_YOUR INSTRUCTIONS_:
Reproduce every line, requests included, beginning at the line that contains "For the benchmark, point to the cap" and stopping after the last line. Raise each point coordinate in the answers by 3, and leave the requests and their format samples unchanged.

_DATA RECORDS_:
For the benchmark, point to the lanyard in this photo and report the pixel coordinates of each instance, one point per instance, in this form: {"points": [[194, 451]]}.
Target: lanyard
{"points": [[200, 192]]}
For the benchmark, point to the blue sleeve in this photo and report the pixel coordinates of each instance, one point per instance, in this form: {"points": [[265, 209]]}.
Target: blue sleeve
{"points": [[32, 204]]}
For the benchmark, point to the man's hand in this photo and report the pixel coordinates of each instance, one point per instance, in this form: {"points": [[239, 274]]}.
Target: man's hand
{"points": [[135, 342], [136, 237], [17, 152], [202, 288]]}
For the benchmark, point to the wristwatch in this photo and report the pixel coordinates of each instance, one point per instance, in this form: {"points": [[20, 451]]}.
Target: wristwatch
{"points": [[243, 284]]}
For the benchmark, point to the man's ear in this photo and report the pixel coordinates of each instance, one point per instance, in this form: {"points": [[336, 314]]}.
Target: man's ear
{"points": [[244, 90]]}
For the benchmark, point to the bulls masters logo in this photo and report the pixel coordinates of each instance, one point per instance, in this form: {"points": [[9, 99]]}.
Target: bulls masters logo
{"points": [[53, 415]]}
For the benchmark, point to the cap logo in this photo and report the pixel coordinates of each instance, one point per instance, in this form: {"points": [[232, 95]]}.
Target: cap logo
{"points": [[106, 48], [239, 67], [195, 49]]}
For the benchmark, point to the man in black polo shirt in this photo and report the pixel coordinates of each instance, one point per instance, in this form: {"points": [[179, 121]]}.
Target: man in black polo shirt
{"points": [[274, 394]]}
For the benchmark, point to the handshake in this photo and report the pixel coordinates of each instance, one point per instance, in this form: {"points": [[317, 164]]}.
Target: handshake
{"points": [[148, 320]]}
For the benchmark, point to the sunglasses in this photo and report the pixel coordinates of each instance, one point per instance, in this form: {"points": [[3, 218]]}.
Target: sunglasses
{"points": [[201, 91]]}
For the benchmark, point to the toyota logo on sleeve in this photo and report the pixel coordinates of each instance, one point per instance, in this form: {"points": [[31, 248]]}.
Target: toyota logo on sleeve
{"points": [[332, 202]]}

_SOLVED PROBLEM_:
For the benchmark, point to the cap logo in this photo and report the pixel coordinates of each instance, one point per instance, in this form: {"points": [[232, 95]]}.
Target: cap logo
{"points": [[109, 51], [242, 70], [198, 52]]}
For the benchmark, point to the man in black polo shirt in this photo and report the pixel coordinates of each instance, one point per instance, in this form: {"points": [[179, 121]]}.
Target: man in black polo shirt
{"points": [[277, 397]]}
For the benchmark, point to the handshake in this photo and report the pixel coordinates of each instance, one point per instance, in this form: {"points": [[317, 164]]}.
Target: handshake
{"points": [[151, 323]]}
For the benchmark, point to the sunglasses in this photo and report the pixel coordinates of each instance, one point per instance, in this form: {"points": [[3, 218]]}.
Target: sunglasses
{"points": [[204, 94]]}
For the benchmark, point to the toyota logo on sleeve in this photo and report the pixel coordinates of each instance, one point per instance, in this form: {"points": [[31, 248]]}.
Target: toyota logo on sleeve
{"points": [[335, 205]]}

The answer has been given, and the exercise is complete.